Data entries
━━━━
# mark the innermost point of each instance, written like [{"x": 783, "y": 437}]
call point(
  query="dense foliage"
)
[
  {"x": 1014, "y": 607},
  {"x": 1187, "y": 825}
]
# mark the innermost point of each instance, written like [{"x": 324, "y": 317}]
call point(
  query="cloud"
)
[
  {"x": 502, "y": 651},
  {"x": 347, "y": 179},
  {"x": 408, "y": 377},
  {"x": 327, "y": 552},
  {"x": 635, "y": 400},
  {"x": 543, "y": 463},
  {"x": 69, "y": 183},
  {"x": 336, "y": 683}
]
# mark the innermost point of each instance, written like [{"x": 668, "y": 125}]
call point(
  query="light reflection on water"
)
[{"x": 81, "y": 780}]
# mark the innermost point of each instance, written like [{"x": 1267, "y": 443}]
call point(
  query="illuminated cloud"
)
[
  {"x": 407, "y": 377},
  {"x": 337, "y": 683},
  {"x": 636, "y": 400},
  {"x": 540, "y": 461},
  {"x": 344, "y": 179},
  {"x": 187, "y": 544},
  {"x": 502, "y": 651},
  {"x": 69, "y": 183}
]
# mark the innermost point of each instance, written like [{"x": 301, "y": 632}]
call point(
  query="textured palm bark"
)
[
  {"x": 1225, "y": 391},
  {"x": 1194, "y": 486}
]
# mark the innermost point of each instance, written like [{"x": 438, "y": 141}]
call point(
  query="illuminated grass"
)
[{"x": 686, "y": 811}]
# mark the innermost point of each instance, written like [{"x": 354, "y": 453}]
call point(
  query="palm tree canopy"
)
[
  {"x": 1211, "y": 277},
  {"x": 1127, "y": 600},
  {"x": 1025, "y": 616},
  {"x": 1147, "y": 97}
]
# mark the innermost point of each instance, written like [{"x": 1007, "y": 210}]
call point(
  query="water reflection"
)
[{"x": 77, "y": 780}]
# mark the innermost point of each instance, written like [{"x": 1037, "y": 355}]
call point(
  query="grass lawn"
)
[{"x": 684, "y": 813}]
━━━━
> WHAT TO WORK ON
If a line in the data above holds the string "palm", report that line.

> EXERCISE RESPONSE
  query="textured palm bark"
  query="palm tree canopy"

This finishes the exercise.